**YOUR INSTRUCTIONS:** Rewrite all of the entries below, changing "single marker" to "single point" everywhere and keeping everything else the same. Leave the pictures out.
+++
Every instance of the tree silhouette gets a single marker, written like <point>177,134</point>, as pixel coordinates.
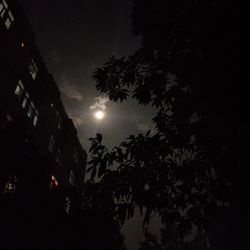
<point>195,163</point>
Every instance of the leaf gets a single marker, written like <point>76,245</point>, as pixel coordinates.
<point>99,137</point>
<point>122,212</point>
<point>93,173</point>
<point>102,168</point>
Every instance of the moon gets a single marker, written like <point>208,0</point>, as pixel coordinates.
<point>99,115</point>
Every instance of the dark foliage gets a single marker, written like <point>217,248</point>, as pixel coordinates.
<point>33,214</point>
<point>195,164</point>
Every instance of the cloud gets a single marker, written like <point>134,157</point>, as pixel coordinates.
<point>70,90</point>
<point>100,103</point>
<point>144,126</point>
<point>77,121</point>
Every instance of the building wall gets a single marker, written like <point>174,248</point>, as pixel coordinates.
<point>29,98</point>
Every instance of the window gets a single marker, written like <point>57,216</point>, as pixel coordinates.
<point>53,182</point>
<point>25,99</point>
<point>11,184</point>
<point>59,119</point>
<point>59,156</point>
<point>6,14</point>
<point>31,110</point>
<point>33,69</point>
<point>75,155</point>
<point>71,178</point>
<point>67,205</point>
<point>35,119</point>
<point>51,143</point>
<point>19,91</point>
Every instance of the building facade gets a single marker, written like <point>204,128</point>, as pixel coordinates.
<point>34,127</point>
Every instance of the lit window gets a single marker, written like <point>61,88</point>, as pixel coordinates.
<point>75,155</point>
<point>71,178</point>
<point>25,99</point>
<point>67,205</point>
<point>59,157</point>
<point>51,143</point>
<point>53,182</point>
<point>59,119</point>
<point>33,69</point>
<point>31,110</point>
<point>19,89</point>
<point>11,184</point>
<point>35,119</point>
<point>6,14</point>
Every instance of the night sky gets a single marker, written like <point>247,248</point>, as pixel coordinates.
<point>75,37</point>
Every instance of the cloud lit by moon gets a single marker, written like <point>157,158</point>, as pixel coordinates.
<point>99,115</point>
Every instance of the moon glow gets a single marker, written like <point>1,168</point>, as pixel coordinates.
<point>99,115</point>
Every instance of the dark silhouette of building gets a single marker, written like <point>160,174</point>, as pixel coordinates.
<point>34,127</point>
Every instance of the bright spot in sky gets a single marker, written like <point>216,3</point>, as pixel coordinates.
<point>99,114</point>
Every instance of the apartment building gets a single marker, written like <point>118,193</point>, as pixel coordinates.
<point>32,116</point>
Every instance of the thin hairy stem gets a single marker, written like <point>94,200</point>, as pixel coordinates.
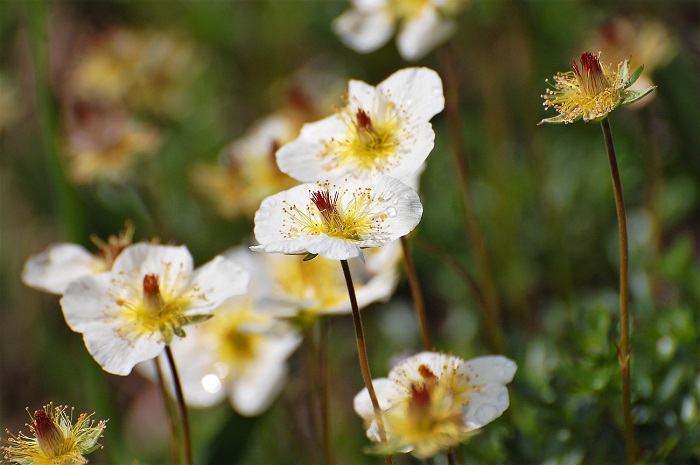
<point>362,354</point>
<point>492,311</point>
<point>416,294</point>
<point>624,348</point>
<point>187,443</point>
<point>174,450</point>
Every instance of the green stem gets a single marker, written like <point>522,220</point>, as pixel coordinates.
<point>171,414</point>
<point>181,405</point>
<point>624,348</point>
<point>362,354</point>
<point>67,210</point>
<point>418,303</point>
<point>491,304</point>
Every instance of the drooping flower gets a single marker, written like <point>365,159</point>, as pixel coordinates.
<point>647,41</point>
<point>103,141</point>
<point>60,264</point>
<point>592,91</point>
<point>383,130</point>
<point>128,315</point>
<point>432,401</point>
<point>336,220</point>
<point>425,24</point>
<point>55,439</point>
<point>248,172</point>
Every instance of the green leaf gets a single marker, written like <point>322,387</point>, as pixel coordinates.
+++
**RESULT FOR THIS TASK:**
Every instance of the tree silhouette gets a single point, written like <point>177,134</point>, as pixel coordinates.
<point>195,163</point>
Every instance of the leaf gets a single point, written like <point>76,245</point>, as pixel coordinates.
<point>99,137</point>
<point>122,212</point>
<point>93,173</point>
<point>102,168</point>
Every instance of the moon gets a single point, written like <point>208,0</point>, as pixel coordinates.
<point>99,115</point>
Every instance of the dark foliage gets a single point, written like <point>217,248</point>, as pixel coordinates.
<point>33,214</point>
<point>195,164</point>
Every instance of the cloud gets a single point, written like <point>134,157</point>, as pixel coordinates.
<point>70,90</point>
<point>100,103</point>
<point>144,126</point>
<point>77,121</point>
Every instance of the building wall gets a single point, written like <point>174,248</point>, as pixel coordinates.
<point>29,98</point>
Every instance of the window gets a single point, written like <point>57,216</point>, as pixel coordinates.
<point>53,182</point>
<point>25,99</point>
<point>11,184</point>
<point>59,119</point>
<point>59,156</point>
<point>6,14</point>
<point>31,110</point>
<point>33,69</point>
<point>75,155</point>
<point>71,178</point>
<point>67,205</point>
<point>35,119</point>
<point>51,143</point>
<point>19,91</point>
Every instance of the building facade gets a single point, written like <point>204,128</point>, as pixel coordinates.
<point>34,127</point>
Every instance of the lit window gets a single point, written like <point>61,88</point>, as pixel coordinates.
<point>75,155</point>
<point>71,178</point>
<point>25,99</point>
<point>67,205</point>
<point>59,157</point>
<point>51,143</point>
<point>53,182</point>
<point>59,119</point>
<point>33,69</point>
<point>31,110</point>
<point>19,89</point>
<point>11,184</point>
<point>35,119</point>
<point>6,14</point>
Every instance of the night sky gets a single point, written like <point>247,248</point>, as pixel coordinates.
<point>75,37</point>
Every instance of the cloud lit by moon gets a single point, written like <point>157,158</point>, as pixel coordinates.
<point>99,115</point>
Every instance of the moon glow gets a single point, written like <point>1,168</point>, as pixel coordinates.
<point>99,115</point>
Every instance of the dark silhouette of building gets a single point, written like <point>160,174</point>, as pixel coordinates.
<point>34,127</point>
Every instance of the bright spot in sky gets a single point, written like <point>216,3</point>, as pixel coordinates.
<point>99,114</point>
Every instance of the apartment building gets a single point, written like <point>118,193</point>, as pixel coordinates.
<point>32,116</point>
Every instance of the thin hairy stem gets a single point, written like <point>94,200</point>, as pixel coordinates.
<point>362,354</point>
<point>492,311</point>
<point>416,294</point>
<point>624,348</point>
<point>187,443</point>
<point>174,450</point>
Every instance of the green stem gets a single point, written like <point>522,220</point>, as pixel coordinates.
<point>171,414</point>
<point>181,405</point>
<point>624,348</point>
<point>362,354</point>
<point>67,210</point>
<point>418,303</point>
<point>491,304</point>
Every instance of the drooping flower gets a single point, written like <point>365,159</point>, as pixel coordinates.
<point>647,41</point>
<point>103,141</point>
<point>60,264</point>
<point>592,91</point>
<point>383,130</point>
<point>128,315</point>
<point>432,401</point>
<point>336,220</point>
<point>425,24</point>
<point>55,439</point>
<point>248,172</point>
Every instance of the green leaf gets a single point, written like <point>322,387</point>, as pixel coordinates.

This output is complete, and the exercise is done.